:: QUOTED PASSAGE ::
=== Section Start ===
Is Moderation One Big Myth?

We asked Michael Levy, PhD, outpatient director of substance use services at North Shore Medical Center in Massachusetts and author of Take Control of Your Drinking...And You May Not Need to Quit, to weigh in on this alternative to AA.

Q: Abstinence is still the number one way to treat alcoholism. Why do you consider moderation a viable option?

A: So many of us believe that not drinking is the only choice. That's how I was trained in school, too. But people with drinking problems fall on a wide continuum. Of course, some people will never be able to control their drinking—you hand them a thimbleful of beer, and they're off and running. But that's not the case for everyone. What often drives people away from treatment is that they know they'll be told they can never drink again; they just can't handle the thought. If you offer an approach that's less threatening, they may be more likely to give it a try.

Q: If moderate drinking isn't for everyone, how do you determine whether someone is a good candidate?

A: One of the first things I look for is whether the person has ever been so dependent on alcohol that they experience withdrawal symptoms when they stop. Those people have a harder time moderating successfully. Same for a drinker who's been hitting the bottle daily for decades—that habit is going to be harder to break. I've also found that those who succeed at moderate drinking tend to have a more stable life and a strong support network.

Q: How do you respond to those who say this is only delaying the inevitable, that people who think they can moderate are kidding themselves?
=== Section End ===
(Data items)
=== Section Start ===
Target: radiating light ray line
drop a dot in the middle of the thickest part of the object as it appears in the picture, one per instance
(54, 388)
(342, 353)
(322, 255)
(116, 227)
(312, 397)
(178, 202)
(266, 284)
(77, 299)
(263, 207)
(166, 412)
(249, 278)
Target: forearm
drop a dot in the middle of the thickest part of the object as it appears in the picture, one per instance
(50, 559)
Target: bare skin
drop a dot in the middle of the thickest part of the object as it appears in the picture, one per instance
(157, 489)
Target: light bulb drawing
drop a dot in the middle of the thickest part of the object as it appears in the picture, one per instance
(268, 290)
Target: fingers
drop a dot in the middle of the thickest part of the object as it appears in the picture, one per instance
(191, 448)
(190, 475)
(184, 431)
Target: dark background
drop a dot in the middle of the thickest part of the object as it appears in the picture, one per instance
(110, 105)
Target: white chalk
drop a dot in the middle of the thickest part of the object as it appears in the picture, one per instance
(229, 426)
=== Section End ===
=== Section Start ===
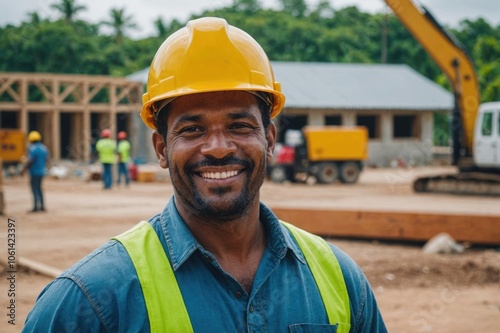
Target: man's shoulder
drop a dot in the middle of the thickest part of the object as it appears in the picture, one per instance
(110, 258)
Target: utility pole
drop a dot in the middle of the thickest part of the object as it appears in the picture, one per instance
=== Section End ===
:: TASKS FOR THIS EXERCISE ::
1) In the interview on moderate drinking, turn the answer that begins "One of the first things I look for" into a short list that keeps its main points.
2) Write the next part of the interview on moderate drinking, picking up right after its last line.
None of the data items are needed for this.

:: ANSWERS FOR THIS EXERCISE ::
1)
- People who have had withdrawal symptoms when they stop drinking find moderating harder.
- People who have drunk daily for decades have a harder habit to break.
- People who succeed at moderate drinking tend to have a more stable life and a strong support network.

2)
A: Studies have shown that people with drinking problems can learn to moderate under the right guidance. One study analyzed people who were in recovery for at least a year. Levels of recovery included not drinking; drinking within recommended guidelines, called low-risk drinking; and somewhat heavier drinking, which was more than the recommended guidelines but wasn't causing the participants any huge problems. Three years later, they found that about 50 percent of the drinkers in the last group were still in control—they hadn't tipped back into abusive drinking and weren't dependent on alcohol.

Q: What's your take on groups like Moderation Management?

A: They can absolutely be helpful, but they aren't for everyone. Much in the same way AA isn't for everyone. Though MM does offer some pretty sound drinking guidelines, I recommend that people also connect with a physician or an addiction specialist to determine the right course of action. It could be MM, it could be AA—the goal is to find the best personalized solution.